> _Reading passage_:
Harvard Medical School assistant clinical professor Perry Rosenthal wants FDA to take more action to protect LASIK patients against potentially deadly complications.

August 29, 2013

3 Min Read
Harvard Professor Blasts CDRH for Failure to Protect LASIK Patients

by: Jim Dickinson

Harvard Medical School assistant clinical professor Perry Rosenthal lashed out in August at what he alleges is FDA’s continuing failure to protect the public from LASIK surgeries performed for “non-medical reasons on a healthy organ critical to our ability to function” - surgeries that he says should, but don’t, have a zero risk of serious, permanent complications.

Rosenthal 

In a statement on the Web site for the Boston Eyepain Foundation, of which Rosenthal is a founder, he says that as a former practicing eye doctor at the Boston Foundation for Sight, “I have a confession to make. Despite my having been aware of the many blinding consequences of this surgery, having treated many of them … I too failed to act on my observations that these surgical procedures can destroy the quality of life of these victims.

> _Exercise_:
Answer these questions about the article on LASIK:
1. Who wrote the article?
2. Which foundation did Rosenthal help found?
3. Where did Rosenthal formerly work as a practicing eye doctor?

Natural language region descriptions
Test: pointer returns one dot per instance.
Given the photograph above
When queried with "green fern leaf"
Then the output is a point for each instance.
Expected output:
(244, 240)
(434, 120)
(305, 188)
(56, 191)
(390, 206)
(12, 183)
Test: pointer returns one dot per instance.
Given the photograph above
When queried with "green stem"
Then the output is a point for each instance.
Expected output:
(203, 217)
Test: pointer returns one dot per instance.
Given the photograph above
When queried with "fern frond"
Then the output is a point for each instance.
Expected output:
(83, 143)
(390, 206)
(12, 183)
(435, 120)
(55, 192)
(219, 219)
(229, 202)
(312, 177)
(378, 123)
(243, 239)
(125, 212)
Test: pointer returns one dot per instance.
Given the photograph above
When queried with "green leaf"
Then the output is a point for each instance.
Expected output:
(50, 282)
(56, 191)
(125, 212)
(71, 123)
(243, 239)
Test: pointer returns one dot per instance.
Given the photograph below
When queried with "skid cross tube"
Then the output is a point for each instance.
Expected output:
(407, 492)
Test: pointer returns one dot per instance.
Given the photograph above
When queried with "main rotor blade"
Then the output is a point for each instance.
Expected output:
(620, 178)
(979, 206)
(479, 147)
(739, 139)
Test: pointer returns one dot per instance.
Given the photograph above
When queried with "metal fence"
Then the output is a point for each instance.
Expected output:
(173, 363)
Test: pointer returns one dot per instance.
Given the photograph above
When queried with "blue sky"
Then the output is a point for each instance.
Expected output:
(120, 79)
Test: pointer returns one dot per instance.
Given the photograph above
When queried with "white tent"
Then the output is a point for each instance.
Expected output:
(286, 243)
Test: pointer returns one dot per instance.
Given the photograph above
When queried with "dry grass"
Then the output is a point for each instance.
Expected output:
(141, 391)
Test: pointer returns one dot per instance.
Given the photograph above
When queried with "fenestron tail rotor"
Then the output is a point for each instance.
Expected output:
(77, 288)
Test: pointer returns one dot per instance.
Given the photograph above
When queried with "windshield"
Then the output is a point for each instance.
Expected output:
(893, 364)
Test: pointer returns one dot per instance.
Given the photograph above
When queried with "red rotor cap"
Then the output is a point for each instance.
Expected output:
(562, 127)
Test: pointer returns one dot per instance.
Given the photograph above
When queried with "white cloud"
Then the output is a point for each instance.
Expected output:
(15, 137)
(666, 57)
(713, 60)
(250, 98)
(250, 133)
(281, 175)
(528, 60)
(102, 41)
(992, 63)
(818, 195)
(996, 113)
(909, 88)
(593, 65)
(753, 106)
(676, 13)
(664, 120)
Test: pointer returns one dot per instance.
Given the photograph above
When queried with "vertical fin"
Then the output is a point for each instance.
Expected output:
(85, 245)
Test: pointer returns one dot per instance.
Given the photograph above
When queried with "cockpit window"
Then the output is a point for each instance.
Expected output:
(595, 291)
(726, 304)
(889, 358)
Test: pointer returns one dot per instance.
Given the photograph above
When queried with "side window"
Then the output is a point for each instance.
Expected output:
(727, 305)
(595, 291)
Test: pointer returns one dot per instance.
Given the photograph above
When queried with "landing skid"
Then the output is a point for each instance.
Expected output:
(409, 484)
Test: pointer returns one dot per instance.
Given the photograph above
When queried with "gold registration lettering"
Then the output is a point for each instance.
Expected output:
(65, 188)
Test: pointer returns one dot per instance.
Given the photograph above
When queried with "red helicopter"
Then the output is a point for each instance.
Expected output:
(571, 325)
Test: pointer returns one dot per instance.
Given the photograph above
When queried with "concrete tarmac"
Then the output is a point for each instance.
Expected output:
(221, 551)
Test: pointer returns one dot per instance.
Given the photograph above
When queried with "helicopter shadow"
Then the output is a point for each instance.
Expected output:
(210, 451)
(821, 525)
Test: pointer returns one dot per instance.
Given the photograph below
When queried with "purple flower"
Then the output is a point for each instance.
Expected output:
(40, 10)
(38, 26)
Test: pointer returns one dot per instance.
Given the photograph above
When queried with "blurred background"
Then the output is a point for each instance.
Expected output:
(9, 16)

> _Result for this task_:
1. Jim Dickinson
2. The Boston Eyepain Foundation
3. The Boston Foundation for Sight